- **Written problem**: Go through the rows below and keep only the lines that contain the word "nose". Case matters, so a line with different capitals doesn't count.

- **Record list**:
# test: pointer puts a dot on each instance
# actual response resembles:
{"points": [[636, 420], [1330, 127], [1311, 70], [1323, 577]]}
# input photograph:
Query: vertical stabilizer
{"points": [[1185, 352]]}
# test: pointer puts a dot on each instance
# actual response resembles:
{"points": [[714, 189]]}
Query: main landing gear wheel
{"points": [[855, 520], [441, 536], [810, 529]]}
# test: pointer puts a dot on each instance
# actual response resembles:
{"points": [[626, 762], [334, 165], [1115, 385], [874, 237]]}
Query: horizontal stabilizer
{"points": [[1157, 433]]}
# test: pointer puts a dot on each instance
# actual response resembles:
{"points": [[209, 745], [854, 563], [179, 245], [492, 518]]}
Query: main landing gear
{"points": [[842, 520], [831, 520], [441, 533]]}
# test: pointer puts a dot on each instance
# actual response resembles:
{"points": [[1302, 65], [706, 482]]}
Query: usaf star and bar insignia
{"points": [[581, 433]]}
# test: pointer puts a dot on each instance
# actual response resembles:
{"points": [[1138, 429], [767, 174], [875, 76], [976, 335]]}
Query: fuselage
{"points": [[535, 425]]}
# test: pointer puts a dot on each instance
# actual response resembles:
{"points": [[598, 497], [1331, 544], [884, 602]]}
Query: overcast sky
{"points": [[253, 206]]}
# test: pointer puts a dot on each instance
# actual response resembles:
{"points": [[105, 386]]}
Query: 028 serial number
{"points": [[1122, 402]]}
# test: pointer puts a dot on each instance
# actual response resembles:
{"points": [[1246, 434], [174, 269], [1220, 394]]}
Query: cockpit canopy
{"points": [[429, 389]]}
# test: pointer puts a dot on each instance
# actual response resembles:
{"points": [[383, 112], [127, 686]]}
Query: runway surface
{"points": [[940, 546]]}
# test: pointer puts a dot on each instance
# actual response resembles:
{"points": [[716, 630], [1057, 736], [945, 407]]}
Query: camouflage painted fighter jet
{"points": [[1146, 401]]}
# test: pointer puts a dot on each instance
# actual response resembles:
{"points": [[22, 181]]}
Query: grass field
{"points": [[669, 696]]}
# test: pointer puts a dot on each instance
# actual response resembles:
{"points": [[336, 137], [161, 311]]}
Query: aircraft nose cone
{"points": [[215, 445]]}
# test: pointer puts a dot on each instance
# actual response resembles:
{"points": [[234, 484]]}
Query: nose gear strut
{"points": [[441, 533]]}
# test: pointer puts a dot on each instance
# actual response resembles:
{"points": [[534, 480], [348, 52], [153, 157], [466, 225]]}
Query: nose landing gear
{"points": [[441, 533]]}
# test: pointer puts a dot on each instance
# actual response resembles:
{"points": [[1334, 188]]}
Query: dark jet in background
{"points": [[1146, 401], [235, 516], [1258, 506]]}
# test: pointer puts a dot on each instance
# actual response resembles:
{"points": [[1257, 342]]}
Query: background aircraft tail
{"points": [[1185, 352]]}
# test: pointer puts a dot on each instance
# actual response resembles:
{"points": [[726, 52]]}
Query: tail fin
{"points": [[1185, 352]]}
--
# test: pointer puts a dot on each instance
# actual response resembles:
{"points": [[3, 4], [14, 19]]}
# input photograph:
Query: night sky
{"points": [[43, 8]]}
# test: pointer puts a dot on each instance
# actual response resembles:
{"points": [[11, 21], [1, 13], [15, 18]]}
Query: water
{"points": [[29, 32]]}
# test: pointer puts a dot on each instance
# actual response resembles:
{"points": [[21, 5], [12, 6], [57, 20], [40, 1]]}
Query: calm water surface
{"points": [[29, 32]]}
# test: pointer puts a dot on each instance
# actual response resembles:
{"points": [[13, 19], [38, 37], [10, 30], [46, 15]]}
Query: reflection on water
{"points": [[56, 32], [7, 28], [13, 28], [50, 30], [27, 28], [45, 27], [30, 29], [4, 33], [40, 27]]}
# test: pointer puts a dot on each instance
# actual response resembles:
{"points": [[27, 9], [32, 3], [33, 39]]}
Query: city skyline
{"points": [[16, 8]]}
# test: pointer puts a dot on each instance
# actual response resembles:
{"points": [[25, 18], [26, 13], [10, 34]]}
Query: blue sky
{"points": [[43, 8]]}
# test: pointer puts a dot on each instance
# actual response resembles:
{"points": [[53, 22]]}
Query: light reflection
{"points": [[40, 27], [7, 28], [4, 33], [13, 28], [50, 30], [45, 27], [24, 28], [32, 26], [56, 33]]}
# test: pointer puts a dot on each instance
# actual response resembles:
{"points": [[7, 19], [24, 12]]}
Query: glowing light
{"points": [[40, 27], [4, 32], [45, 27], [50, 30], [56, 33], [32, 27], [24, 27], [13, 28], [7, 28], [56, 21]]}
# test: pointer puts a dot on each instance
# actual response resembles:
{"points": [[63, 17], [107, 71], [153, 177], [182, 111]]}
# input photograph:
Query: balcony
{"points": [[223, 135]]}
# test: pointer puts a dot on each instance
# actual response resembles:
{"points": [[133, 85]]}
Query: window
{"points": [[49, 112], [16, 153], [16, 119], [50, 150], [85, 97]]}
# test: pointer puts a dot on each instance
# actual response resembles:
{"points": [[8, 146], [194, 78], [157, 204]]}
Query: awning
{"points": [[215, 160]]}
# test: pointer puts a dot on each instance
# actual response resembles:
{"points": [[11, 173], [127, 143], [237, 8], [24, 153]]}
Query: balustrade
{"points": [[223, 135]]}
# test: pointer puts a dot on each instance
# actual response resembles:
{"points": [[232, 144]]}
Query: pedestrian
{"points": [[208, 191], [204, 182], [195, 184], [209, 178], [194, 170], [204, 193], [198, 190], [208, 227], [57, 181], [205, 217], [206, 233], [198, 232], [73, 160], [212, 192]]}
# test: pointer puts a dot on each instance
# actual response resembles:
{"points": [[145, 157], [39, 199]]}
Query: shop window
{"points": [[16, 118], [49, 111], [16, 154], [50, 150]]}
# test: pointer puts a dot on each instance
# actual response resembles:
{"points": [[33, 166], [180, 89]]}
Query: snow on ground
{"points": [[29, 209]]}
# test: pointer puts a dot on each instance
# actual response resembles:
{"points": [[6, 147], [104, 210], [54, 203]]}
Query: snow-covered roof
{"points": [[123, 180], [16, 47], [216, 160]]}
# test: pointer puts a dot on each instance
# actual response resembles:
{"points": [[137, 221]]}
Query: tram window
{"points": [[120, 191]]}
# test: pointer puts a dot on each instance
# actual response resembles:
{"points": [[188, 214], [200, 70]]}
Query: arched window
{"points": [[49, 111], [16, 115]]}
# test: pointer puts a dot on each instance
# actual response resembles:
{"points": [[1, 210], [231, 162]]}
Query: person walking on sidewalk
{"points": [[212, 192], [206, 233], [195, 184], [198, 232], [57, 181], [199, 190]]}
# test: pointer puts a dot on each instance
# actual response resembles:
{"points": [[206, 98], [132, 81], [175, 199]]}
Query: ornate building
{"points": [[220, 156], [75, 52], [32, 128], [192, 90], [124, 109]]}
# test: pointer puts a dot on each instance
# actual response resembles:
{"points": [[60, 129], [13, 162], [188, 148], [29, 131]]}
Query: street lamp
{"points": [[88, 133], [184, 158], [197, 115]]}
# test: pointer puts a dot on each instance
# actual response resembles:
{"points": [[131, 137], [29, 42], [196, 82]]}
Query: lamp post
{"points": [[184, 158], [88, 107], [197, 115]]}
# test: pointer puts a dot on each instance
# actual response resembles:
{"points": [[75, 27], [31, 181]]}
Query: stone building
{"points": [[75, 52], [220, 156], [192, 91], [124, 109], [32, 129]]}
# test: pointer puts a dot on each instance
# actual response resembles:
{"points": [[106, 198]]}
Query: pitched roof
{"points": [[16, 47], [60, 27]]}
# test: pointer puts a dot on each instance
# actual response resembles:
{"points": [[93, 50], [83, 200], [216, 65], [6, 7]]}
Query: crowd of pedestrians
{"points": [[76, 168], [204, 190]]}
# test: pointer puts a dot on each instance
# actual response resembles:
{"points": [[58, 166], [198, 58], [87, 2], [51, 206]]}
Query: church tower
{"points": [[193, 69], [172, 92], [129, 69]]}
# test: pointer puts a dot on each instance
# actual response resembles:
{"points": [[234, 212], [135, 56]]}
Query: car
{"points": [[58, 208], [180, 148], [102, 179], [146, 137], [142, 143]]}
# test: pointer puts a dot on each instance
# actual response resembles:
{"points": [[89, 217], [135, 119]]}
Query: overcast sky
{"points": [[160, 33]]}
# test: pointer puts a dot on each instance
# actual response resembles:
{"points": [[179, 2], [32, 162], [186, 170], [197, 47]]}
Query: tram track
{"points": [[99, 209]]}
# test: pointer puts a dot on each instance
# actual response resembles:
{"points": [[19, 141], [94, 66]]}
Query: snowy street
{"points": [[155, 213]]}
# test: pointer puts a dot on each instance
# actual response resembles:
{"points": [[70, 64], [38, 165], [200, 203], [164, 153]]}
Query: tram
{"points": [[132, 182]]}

- **Completed exercise**:
Query: aircraft nose cone
Query: nose gear strut
Query: nose landing gear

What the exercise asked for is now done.